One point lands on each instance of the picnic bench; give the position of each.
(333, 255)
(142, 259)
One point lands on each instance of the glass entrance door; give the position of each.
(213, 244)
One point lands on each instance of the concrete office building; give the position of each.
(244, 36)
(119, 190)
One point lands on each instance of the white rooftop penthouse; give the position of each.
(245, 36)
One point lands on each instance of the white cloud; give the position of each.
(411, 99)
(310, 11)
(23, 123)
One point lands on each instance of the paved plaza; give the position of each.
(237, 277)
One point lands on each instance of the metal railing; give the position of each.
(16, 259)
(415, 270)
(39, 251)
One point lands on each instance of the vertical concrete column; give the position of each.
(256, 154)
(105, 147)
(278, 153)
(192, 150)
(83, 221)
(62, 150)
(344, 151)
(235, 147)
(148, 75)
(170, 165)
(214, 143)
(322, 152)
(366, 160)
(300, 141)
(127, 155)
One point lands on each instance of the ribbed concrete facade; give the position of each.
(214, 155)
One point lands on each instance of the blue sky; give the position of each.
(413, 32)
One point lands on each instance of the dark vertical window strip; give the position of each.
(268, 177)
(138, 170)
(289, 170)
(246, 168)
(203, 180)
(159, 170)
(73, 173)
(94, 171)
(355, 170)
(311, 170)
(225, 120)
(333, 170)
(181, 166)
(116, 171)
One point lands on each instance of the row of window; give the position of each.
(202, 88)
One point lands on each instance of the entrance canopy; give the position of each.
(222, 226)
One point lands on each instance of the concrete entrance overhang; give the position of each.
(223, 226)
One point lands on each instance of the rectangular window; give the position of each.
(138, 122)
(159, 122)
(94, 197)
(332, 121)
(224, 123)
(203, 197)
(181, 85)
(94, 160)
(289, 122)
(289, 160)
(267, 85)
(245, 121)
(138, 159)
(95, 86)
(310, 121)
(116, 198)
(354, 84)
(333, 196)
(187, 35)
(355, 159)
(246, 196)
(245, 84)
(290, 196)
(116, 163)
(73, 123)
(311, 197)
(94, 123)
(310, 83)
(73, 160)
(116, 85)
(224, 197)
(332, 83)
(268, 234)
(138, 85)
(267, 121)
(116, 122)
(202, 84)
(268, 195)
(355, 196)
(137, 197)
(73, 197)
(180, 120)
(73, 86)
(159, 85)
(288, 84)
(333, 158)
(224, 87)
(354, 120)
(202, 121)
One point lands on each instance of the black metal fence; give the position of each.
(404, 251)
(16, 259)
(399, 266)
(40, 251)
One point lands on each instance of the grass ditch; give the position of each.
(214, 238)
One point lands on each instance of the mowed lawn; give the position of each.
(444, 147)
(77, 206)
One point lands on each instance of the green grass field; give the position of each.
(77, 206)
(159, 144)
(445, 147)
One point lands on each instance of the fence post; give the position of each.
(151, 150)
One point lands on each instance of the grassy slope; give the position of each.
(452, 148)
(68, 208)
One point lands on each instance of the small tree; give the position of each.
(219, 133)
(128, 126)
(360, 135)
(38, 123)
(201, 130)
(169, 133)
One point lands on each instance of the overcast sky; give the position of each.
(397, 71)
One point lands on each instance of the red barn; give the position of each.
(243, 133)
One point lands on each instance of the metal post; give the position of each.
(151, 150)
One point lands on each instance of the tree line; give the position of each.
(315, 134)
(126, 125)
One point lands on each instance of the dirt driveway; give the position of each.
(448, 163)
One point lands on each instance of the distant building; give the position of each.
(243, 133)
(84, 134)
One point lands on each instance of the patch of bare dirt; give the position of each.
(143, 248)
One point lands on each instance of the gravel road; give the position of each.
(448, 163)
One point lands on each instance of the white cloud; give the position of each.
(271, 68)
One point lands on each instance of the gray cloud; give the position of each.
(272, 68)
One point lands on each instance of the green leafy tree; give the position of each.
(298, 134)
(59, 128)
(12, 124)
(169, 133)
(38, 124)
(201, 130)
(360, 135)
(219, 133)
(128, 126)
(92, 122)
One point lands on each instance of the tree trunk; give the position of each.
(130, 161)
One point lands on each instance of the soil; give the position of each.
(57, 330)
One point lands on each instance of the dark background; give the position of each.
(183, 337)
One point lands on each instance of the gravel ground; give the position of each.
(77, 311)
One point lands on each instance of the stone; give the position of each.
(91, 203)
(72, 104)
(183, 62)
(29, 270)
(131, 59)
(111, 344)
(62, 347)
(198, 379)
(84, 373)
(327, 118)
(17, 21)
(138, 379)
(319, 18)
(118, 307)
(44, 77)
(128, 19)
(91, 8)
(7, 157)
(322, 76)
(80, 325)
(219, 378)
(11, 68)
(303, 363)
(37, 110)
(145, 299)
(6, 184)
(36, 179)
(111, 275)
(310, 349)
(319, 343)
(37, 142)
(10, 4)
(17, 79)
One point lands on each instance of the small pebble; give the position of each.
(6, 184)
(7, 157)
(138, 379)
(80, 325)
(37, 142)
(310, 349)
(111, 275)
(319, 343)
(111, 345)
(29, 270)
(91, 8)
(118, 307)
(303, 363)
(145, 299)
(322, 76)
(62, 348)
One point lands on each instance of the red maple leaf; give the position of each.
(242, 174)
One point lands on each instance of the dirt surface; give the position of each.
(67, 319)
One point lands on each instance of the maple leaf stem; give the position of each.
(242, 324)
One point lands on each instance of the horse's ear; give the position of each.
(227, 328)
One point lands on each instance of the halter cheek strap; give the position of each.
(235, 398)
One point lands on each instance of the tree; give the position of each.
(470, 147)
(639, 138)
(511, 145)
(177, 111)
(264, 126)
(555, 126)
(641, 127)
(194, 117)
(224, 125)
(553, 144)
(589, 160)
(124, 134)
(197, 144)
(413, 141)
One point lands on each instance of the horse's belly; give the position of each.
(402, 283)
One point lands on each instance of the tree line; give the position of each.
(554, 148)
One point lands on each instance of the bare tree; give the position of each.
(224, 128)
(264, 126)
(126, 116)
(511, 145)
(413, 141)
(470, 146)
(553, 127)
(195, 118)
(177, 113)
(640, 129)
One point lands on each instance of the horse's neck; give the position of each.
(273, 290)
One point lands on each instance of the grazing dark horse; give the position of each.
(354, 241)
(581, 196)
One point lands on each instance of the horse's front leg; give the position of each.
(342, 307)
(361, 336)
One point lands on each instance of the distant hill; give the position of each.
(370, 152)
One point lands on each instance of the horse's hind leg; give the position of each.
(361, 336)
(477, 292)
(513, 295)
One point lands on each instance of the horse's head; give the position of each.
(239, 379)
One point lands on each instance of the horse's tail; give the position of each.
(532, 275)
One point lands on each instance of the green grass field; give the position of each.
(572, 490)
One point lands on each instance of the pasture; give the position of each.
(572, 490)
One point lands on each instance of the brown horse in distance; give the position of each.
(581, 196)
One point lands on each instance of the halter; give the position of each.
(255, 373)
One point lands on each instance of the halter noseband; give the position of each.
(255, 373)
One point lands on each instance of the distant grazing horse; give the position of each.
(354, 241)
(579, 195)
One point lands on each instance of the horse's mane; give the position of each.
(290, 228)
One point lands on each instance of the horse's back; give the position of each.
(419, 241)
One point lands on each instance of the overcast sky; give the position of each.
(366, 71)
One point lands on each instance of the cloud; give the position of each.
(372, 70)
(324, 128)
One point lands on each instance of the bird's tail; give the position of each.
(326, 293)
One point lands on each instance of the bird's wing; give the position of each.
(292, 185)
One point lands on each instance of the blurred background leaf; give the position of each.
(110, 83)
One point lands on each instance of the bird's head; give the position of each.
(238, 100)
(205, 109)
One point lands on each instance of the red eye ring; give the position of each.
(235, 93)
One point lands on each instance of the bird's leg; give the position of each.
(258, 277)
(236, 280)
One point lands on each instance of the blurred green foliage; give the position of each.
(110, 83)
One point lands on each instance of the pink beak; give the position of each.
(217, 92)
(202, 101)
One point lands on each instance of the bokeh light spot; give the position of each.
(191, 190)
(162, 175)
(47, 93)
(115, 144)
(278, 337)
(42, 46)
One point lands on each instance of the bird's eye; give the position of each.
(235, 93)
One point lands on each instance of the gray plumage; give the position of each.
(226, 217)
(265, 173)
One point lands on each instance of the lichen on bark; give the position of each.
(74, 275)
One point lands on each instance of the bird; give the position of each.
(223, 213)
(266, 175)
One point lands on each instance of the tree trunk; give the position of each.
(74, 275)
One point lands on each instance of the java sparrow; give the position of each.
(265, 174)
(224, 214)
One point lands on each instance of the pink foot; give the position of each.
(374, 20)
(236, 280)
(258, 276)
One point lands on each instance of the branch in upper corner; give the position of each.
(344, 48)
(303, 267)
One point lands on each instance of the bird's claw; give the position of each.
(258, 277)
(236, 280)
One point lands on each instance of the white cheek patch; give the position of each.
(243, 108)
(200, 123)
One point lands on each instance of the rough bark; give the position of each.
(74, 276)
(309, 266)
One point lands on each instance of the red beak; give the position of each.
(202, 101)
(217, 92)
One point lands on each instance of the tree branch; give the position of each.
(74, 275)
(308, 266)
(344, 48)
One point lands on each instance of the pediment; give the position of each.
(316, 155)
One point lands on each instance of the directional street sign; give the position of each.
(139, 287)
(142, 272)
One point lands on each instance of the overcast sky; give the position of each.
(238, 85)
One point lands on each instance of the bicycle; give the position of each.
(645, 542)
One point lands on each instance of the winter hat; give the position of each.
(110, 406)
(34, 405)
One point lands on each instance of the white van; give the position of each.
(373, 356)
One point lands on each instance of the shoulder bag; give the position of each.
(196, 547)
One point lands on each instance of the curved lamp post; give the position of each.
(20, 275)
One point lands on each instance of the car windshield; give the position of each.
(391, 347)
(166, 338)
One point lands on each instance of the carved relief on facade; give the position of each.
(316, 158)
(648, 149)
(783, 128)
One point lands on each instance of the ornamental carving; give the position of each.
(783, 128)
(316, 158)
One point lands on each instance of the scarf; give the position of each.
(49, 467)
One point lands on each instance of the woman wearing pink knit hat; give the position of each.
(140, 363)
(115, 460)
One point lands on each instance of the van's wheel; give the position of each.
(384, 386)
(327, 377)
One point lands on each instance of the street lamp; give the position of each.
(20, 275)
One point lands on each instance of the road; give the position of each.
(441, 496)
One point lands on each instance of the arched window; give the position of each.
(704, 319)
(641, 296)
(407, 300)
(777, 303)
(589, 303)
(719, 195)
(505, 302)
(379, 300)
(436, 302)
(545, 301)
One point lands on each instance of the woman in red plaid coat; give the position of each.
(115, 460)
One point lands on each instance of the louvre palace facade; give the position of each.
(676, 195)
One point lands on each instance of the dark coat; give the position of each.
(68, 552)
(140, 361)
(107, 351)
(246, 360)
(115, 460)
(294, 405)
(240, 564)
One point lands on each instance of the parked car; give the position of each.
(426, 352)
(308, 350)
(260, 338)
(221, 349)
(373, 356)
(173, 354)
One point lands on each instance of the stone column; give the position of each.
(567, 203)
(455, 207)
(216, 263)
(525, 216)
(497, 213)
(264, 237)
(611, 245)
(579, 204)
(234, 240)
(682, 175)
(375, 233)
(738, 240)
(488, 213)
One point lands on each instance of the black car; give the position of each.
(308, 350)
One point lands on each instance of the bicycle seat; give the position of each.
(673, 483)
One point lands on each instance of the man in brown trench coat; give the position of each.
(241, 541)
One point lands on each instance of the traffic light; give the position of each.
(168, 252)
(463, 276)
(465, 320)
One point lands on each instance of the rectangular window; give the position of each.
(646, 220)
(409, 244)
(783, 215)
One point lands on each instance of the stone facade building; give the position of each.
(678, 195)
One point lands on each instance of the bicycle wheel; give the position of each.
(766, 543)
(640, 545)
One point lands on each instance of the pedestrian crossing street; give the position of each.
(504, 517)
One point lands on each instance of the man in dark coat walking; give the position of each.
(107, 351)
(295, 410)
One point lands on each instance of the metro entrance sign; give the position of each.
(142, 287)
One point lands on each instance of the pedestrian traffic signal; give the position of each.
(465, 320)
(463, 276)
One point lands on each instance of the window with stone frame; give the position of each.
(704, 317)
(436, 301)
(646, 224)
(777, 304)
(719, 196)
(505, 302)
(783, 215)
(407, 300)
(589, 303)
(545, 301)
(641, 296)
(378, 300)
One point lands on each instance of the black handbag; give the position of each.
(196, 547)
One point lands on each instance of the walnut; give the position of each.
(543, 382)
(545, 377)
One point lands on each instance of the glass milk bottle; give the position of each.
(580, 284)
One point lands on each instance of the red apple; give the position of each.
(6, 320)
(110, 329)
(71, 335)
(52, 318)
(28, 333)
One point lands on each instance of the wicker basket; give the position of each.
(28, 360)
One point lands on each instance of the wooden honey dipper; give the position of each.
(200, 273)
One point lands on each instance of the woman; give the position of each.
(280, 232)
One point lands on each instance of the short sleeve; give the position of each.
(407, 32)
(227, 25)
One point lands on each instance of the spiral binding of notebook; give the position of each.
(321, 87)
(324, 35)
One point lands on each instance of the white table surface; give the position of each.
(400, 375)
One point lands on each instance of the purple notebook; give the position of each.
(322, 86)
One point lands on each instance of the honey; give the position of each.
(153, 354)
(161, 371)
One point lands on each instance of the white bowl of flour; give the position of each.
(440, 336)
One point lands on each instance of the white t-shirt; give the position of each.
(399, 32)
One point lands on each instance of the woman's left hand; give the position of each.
*-*-*
• **TASK GOAL**: Print every line without changes, starting at the line that contains "One point lands on each instance of the white t-shirt;" and ending at the last line of the rows.

• **EXERCISE SOLUTION**:
One point lands on each instance of the white t-shirt; give the position of each.
(399, 32)
One point lands on each instance of the woman's left hand; give the position of each.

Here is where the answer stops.